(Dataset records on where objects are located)
[Start]
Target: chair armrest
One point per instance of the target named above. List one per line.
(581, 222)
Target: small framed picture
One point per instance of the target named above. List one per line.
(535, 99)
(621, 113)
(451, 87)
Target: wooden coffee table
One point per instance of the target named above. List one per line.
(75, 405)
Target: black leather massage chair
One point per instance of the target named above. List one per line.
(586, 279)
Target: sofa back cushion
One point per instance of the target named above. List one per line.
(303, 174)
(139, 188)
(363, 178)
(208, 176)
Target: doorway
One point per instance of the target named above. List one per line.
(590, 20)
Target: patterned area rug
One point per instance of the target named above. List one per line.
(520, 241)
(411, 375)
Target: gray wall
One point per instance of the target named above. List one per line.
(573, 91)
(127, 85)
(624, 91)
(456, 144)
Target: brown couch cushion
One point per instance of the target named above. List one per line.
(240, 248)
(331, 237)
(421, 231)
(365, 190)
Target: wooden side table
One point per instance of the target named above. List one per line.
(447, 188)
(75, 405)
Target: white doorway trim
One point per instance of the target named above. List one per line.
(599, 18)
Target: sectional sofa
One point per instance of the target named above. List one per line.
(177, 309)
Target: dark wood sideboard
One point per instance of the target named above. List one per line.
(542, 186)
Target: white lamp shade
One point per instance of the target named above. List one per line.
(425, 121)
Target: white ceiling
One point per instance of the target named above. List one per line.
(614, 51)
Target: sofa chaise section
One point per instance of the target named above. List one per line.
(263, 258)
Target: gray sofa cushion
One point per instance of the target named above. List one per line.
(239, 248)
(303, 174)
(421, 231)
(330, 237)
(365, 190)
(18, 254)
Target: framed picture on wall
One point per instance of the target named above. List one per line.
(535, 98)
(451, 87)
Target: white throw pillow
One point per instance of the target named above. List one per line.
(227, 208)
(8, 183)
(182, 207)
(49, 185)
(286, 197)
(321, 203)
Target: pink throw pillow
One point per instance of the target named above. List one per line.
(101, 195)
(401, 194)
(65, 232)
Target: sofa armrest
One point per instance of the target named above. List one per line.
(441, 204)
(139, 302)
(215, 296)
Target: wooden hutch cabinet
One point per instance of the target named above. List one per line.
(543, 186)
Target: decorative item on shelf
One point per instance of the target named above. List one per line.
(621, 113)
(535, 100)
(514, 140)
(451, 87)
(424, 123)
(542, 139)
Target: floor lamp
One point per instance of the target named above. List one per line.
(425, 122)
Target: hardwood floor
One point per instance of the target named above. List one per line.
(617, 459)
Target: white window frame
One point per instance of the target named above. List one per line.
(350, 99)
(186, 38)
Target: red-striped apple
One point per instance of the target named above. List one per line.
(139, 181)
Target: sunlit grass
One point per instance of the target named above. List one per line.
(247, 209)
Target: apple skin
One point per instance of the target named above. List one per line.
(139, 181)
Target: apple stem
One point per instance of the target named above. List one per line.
[End]
Print every item above line for line, without changing anything.

> **The output**:
Target: chair armrest
One point per instance of the target named above. List one per line.
(581, 222)
Target: small framed picture
One point per instance of the target named above. List one per line.
(535, 99)
(621, 113)
(451, 87)
Target: wooden coffee table
One point per instance of the target named above. List one per line.
(75, 405)
Target: black leather massage chair
One point per instance of the target named above. List one per line.
(586, 279)
Target: sofa back cushion
One point per instance of the target named above. List one per line.
(303, 174)
(139, 188)
(363, 178)
(208, 176)
Target: doorway
One point per instance of the target named above. List one per line.
(590, 20)
Target: patterned area rug
One point per instance of the target named above. List one per line.
(520, 241)
(411, 375)
Target: gray wall
One point per instance of the target named above. List one per line.
(573, 91)
(127, 85)
(624, 91)
(456, 144)
Target: brown couch cushion
One point per instance of the target named above. List one per line.
(240, 248)
(331, 237)
(421, 231)
(365, 190)
Target: wooden side table
One point per instance of the target named above. List one per line.
(447, 188)
(75, 405)
Target: white doorway trim
One point per instance of the target named above. List one per line.
(599, 18)
Target: sectional sofa
One point per instance of the target named above. List one per line.
(177, 309)
Target: dark wood sideboard
One point per instance of the target named above. List one per line.
(542, 186)
Target: white lamp shade
One point per instance of the target named above. List one per line.
(425, 121)
Target: white ceiling
One point per instance of the target named above. List one per line.
(614, 51)
Target: sofa chaise section
One point per instance of the target named above. List one per line.
(263, 258)
Target: gray sofa cushion
One point per instance of the target named above. List one per line.
(239, 248)
(303, 174)
(421, 231)
(330, 237)
(365, 190)
(18, 254)
Target: framed picture on wall
One point per instance of the target named above. List one per line.
(535, 98)
(451, 87)
Target: white throw pillow
One point per instance of the target named above. List one per line.
(227, 208)
(8, 183)
(182, 207)
(49, 185)
(286, 197)
(321, 203)
Target: pink throw pillow
One point per instance of the target named above. List one per line.
(101, 195)
(401, 194)
(65, 232)
Target: sofa armrest
One point per instance of the target named above. List one per line.
(441, 204)
(139, 302)
(215, 296)
Target: wooden hutch cabinet
One point per instance of the target named above. List one per line.
(543, 186)
Target: decorative item on shelf
One point per instance of the target named above. List one per line.
(621, 113)
(535, 100)
(514, 140)
(451, 87)
(424, 123)
(542, 139)
Target: floor lamp
One point per instance of the target named above. List one per line.
(425, 122)
Target: hardwood floor
One point per instance of the target named above. List one per line.
(617, 459)
Target: white window frame
One point per instance of the target named above. List one per line.
(350, 99)
(186, 38)
Target: red-striped apple
One point per instance of the target named above. List one per line.
(139, 181)
Target: sunlit grass
One point per instance of the target named above. List one per line.
(247, 209)
Target: apple skin
One point per instance of the target named above. List one per line.
(139, 181)
Target: apple stem
One point per instance of the target named above. List one per line.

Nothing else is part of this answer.